### Fragmento del texto
──────────────────────────────

Reflexiones diarias sobre argumentos de espiritualidad y vida carmelitana, con incursiones en el mundo del arte y de la cultura

domingo, 28 de mayo de 2023

Cristo nos regala su Espíritu



Hoy concluyen los 50 días de las fiestas pascuales. En principio, "Pentecostés" significa precisamente eso: "50 días". La Pascua es un acontecimiento tan importante, que no basta con celebrarla un día al año. La preparamos durante 40 días (la Cuaresma) y la celebramos durante 50 días más (el Tiempo Pascual). Como conclusión de la Pascua celebramos el gran regalo de Jesús resucitado para su Iglesia y para los creyentes de cada generación: el Espíritu Santo.


Para Israel, en su origen la Pascua celebraba el inicio de la cosecha de los cereales y la llegada de la primavera y Pentecostés celebraba el final de la cosecha de los cereales y el inicio del verano.

Pero estas dos fiestas adquirieron un significado más profundo al unirlas a dos acontecimientos históricos: Pascua se transformó en la conmemoración anual de la salida de Egipto, de la liberación de la esclavitud, y Pentecostés se transformó en el recuerdo anual de la alianza del Sinaí, del don de la Ley, de los diez mandamientos, que nos permiten vivir como hijos de Dios, como seres verdaderamente libres.

──────────────────────────────

### Material mostrado
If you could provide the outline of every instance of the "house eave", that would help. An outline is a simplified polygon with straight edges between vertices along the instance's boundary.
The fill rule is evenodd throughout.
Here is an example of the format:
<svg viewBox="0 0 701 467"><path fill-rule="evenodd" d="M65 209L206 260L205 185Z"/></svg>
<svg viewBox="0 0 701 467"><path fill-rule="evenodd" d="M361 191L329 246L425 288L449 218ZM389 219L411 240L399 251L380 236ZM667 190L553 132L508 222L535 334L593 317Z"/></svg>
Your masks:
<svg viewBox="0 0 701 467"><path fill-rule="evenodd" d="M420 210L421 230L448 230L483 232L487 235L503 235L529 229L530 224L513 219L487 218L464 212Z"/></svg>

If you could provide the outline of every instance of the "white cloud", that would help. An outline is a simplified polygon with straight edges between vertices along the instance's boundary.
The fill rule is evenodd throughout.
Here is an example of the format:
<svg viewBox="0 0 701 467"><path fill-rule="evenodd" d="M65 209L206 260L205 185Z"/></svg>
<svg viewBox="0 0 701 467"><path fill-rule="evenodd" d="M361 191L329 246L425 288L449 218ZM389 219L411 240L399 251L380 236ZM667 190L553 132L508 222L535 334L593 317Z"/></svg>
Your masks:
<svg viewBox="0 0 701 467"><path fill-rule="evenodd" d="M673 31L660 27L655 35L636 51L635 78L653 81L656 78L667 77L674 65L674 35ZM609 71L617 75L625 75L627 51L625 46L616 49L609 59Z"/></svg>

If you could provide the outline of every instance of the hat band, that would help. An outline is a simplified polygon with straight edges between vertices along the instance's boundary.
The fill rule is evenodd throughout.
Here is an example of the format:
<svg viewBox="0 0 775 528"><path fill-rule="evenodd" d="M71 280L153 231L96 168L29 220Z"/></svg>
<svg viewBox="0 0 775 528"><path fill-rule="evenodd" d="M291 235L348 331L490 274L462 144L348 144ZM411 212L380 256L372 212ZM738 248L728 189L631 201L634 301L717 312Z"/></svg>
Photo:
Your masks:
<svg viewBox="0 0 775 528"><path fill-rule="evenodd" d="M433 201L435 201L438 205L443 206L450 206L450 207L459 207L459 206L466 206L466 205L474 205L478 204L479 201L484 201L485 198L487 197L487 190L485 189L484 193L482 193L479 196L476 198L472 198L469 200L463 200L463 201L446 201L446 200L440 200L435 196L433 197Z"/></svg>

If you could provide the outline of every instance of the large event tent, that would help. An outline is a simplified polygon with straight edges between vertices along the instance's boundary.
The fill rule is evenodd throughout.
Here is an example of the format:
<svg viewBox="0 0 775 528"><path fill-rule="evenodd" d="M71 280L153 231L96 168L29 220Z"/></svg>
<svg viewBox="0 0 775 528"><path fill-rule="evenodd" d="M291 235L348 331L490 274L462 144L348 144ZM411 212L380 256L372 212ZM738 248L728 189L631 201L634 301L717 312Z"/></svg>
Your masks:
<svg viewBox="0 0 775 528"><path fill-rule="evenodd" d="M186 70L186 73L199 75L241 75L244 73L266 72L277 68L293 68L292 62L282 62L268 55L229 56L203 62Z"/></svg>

──────────────────────────────

### Instrucciones de tareas
A – ¿Qué fiestas y tiempos litúrgicos menciona el texto sobre Pentecostés? Enuméralos todos.
B – Continúa el texto sobre Pentecostés a partir de su última oración.
Las líneas no tienen relación con el texto sobre Pentecostés.

### Respuestas por tarea
A – Pascua, Pentecostés, Cuaresma y Tiempo Pascual.

B –
Como en Pascua murió y resucitó Cristo, desde entonces su significado es mucho más profundo. No es solo el recuerdo de la llegada de primavera ni es solo el recuerdo de la liberación de los hebreos en tiempos de Moisés, es la posibilidad de encontrarnos con Cristo muerto y resucitado, que permanece entre nosotros todos los días hasta el fin del mundo. 

Como durante una fiesta de Pentecostés Jesús resucitado envió el Espíritu Santo sobre la Iglesia, llevando a plenitud su obra de salvación, para los cristianos esta fiesta es el perenne recuerdo del gran regalo de Jesús: su Espíritu, que guía la Iglesia hacia la plenitud, que actúa en los sacramentos, que nos convierte en hijos de Dios y que un día nos resucitará de la muerte para hacernos partícipes de la vida eterna.

Ante algo tan grande, solo podemos repetir con el salmo responsorial de la misa de hoy:

Bendice, alma mía, al Señor.
¡Dios mío, qué grande eres! [...]
Gloria a Dios para siempre,
goce el Señor con sus obras.
Que le sea agradable mi poema,
y yo me alegraré con el Señor.


Sí, alegrémonos en el Señor, que nos regala su Espíritu, el mejor de sus dones, el más precioso.

Les propongo orar con esta recreación de un poema de san Juan de la Cruz (Llama de amor viva):

¡Oh fuego de amor vivo,
que sabiamente quemas
las impurezas todas de mi casa!
Pues ya soy tu cautivo,
cauteriza y no temas
hacer del leño verde ardiente brasa.

Lucero vivo, sol,
que brillas fuertemente
y enciendes toda lumbre, toda hoguera.
Conviérteme en farol
que guíe humildemente
al que vive en la noche y la ceguera.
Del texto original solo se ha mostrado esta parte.